* [What you will do]: Every word of the listing must be returned. Retype it exactly.

* [Data supplied]:
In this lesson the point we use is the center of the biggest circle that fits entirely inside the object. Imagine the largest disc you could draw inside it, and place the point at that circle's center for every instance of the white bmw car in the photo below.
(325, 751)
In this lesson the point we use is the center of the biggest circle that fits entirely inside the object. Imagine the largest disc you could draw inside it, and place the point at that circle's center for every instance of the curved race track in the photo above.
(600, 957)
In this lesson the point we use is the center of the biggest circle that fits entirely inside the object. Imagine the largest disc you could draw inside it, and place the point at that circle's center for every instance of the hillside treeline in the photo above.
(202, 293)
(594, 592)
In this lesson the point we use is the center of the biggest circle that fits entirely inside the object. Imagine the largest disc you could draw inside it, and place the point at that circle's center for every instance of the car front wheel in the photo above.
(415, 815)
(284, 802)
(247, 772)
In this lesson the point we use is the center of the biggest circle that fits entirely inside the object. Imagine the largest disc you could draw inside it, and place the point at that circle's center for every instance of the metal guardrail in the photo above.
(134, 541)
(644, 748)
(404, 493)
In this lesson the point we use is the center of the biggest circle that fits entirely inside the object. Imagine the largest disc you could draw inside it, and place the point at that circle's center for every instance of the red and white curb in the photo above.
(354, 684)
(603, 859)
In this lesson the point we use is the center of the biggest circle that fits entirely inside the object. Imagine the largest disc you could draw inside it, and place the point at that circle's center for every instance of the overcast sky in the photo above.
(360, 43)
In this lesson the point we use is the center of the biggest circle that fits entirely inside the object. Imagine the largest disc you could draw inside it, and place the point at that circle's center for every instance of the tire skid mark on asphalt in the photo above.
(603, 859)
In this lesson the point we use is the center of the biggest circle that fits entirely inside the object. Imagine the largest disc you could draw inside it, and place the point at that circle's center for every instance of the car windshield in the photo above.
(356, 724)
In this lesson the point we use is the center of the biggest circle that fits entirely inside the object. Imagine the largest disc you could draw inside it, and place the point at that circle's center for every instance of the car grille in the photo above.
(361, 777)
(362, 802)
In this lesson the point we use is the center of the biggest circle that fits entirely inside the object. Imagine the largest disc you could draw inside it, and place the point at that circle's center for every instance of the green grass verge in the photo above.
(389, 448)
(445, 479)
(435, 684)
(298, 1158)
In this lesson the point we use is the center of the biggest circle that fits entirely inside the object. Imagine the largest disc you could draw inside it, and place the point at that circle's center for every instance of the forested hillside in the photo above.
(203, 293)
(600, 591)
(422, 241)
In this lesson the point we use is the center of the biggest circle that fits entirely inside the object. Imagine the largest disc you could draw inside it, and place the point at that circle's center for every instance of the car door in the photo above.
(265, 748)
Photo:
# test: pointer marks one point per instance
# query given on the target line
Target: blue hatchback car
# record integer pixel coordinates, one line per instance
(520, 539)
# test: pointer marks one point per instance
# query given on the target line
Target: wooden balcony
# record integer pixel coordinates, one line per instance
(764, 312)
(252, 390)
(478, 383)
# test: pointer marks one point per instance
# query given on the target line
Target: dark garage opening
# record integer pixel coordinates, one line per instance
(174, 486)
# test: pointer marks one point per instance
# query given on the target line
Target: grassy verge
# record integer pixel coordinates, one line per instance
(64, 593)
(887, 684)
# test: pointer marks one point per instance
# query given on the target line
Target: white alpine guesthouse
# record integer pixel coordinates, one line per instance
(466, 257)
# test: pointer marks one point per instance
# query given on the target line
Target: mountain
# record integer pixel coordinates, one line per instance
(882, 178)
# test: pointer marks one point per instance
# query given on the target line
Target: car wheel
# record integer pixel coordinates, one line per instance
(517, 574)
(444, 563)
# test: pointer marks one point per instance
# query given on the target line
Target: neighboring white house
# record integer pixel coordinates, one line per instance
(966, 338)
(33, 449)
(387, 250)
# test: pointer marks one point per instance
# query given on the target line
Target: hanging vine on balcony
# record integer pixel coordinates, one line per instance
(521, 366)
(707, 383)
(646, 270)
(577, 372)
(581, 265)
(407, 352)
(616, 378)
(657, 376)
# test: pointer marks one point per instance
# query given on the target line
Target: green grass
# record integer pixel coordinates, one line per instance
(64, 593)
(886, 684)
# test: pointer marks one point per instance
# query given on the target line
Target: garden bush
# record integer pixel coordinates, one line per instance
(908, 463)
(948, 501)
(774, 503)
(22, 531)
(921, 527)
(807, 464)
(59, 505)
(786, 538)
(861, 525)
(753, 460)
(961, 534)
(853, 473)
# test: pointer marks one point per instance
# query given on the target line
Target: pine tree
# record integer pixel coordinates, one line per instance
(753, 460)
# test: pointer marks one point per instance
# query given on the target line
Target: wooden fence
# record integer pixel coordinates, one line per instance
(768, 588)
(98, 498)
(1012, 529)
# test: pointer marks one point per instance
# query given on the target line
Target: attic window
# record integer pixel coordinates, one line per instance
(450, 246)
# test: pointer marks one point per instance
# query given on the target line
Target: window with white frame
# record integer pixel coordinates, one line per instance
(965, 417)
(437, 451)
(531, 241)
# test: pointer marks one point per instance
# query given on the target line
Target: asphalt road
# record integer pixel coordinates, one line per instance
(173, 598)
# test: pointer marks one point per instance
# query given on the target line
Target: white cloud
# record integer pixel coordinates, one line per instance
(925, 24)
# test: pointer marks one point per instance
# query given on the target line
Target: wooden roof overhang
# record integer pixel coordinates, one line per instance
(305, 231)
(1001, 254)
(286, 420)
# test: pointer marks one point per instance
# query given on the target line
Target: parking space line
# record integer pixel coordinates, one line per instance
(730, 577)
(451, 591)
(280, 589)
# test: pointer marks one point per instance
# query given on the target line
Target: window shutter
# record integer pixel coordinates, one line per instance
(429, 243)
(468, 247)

* [Answer for the task]:
In this lesson the point we use is the center of the biggest circle that fits entirely inside the object. Imagine the largest disc you could draw inside it, and place the point at that circle's center for every instance of the white bmw car in the photo below.
(325, 751)
In this lesson the point we use is the center of the biggest circle that fits entirely inside the object. Imagine the largest disc you could draw inside it, and place the point at that circle's center for every instance of the curved race track in the photo above.
(600, 957)
In this lesson the point we use is the center of the biggest circle that fits entirely inside the object. Imagine the largest disc you could draw inside it, and place the point at that circle's center for every instance of the hillside treeline in the photo above.
(202, 293)
(594, 592)
In this lesson the point we use is the center of the biggest circle that fits entirely inside the object. Imagine the largest disc you could draw inside it, and place the point at that circle's center for every instance of the car front wheel in the photo above.
(415, 815)
(284, 802)
(247, 772)
In this lesson the point we use is the center of the biggest circle that fits entirely inside the object. Imagine the largest disc you could draw inside it, and place the point at that circle's center for every instance of the metal guardrail in the photo above.
(134, 541)
(644, 748)
(404, 493)
In this lesson the point we use is the center of the biggest circle that fits entirely inside the object. Imagine the largest disc you could draw inside it, and place the point at that circle's center for every instance of the red and white curb in the photo above.
(354, 684)
(603, 859)
In this lesson the point we use is the center of the biggest circle that fits entirely inside the object. Imagine the largest disc you could draw inside it, and place the point at that circle's center for every instance of the overcast sky in the photo above.
(360, 43)
In this lesson the point we use is the center of the biggest circle that fits entirely inside the object. Imagine the largest disc you could draw inside it, and place the point at that circle's center for every instance of the tire skid mark on asphalt in the photo above.
(603, 859)
In this lesson the point we use is the center of the biggest circle that fits entirely inside the object. Imagine the largest disc you could draw inside it, and place the point at that circle's center for every instance of the car windshield in the photo above.
(356, 724)
In this lesson the point we use is the center of the biggest circle that fits entirely inside the object. Imagine the largest disc you could draw inside it, and place the point at that circle's center for every instance of the car grille in the photo above.
(361, 777)
(362, 802)
In this lesson the point we use is the center of the biggest circle that fits entirely inside the object. Imagine the largest disc you could draw inside it, and place the point at that circle's center for every instance of the green grass verge in the photo above.
(389, 448)
(445, 479)
(435, 684)
(298, 1158)
In this lesson the point we use is the center of the biggest circle that fits entirely inside the object. Imagine the largest disc you could draw inside it, and place the point at that circle's center for every instance of the forested hillside in the photo above.
(203, 293)
(600, 591)
(422, 241)
In this lesson the point we use is the center of the biggest circle that fits entirely inside the object. Imagine the largest disc you could draw inside it, and place the point at that circle's center for every instance of the car door in the photo above.
(265, 748)
Photo:
# test: pointer marks one point per instance
# query given on the target line
Target: blue hatchback car
# record integer pixel coordinates, one line per instance
(520, 539)
# test: pointer marks one point per instance
# query given on the target line
Target: wooden balcony
# record integer pixel coordinates, one line per instance
(764, 312)
(252, 390)
(478, 383)
# test: pointer marks one point per instance
# query given on the target line
Target: dark garage opening
# record integer pixel coordinates, one line per instance
(174, 486)
# test: pointer marks one point per instance
# query given on the target line
Target: grassy verge
# record integer pixel coordinates, one line per instance
(64, 593)
(887, 684)
# test: pointer marks one point per instance
# query given on the target line
Target: white alpine guesthouse
# record integer pixel coordinates, one line per instance
(466, 257)
# test: pointer marks one point per instance
# query given on the target line
Target: mountain
# record integer pixel coordinates, one line per instance
(882, 178)
# test: pointer marks one point per instance
# query given on the target line
Target: car wheel
# record integer pixel coordinates, one line per instance
(517, 574)
(444, 563)
# test: pointer marks one point per instance
# query given on the target line
Target: neighboring white house
# record integer pixel coordinates, one line per instance
(966, 338)
(33, 449)
(387, 250)
# test: pointer marks one point per instance
# query given on the target line
Target: hanging vine on balcony
# record integer pixel coordinates, one line per instance
(521, 366)
(707, 383)
(646, 270)
(577, 372)
(581, 265)
(407, 352)
(616, 378)
(657, 376)
# test: pointer marks one point per instance
# query given on the target line
Target: green grass
# record integer pixel coordinates, one line per instance
(64, 593)
(886, 684)
# test: pointer marks one point per instance
# query given on the target line
Target: garden bush
# record integer pixel coordinates, one line per instance
(908, 463)
(948, 501)
(774, 503)
(22, 531)
(921, 527)
(807, 464)
(59, 505)
(786, 538)
(861, 525)
(753, 460)
(961, 534)
(853, 473)
# test: pointer marks one point per instance
# query given on the target line
Target: pine tree
# record integer pixel coordinates, one line per instance
(753, 460)
# test: pointer marks one point per instance
# query given on the target line
Target: wooden fence
# record integer pixel coordinates, one line per instance
(768, 588)
(98, 498)
(1012, 529)
# test: pointer marks one point per instance
# query given on the target line
Target: attic window
# record integer pixel coordinates, one line per instance
(450, 246)
# test: pointer marks one point per instance
# query given on the target line
Target: window with white frame
# record integer pixel coordinates, one line per instance
(965, 417)
(437, 451)
(531, 241)
# test: pointer marks one point per instance
# query given on the target line
Target: asphalt road
# record integer pixel coordinates, one line per instance
(173, 598)
# test: pointer marks one point per instance
# query given on the target line
Target: white cloud
# record integer pixel coordinates, one line per instance
(925, 24)
# test: pointer marks one point per instance
# query given on the target line
Target: wooden roof overhang
# record integer pixel coordinates, one line per instance
(305, 231)
(1001, 254)
(286, 420)
# test: pointer marks one point per instance
# query given on the target line
Target: parking space line
# record integer pixel coordinates, one line per instance
(730, 577)
(451, 591)
(280, 589)
# test: pointer marks one point per instance
# query given on the target line
Target: window shutter
# record integer pixel coordinates, one line per instance
(429, 243)
(468, 247)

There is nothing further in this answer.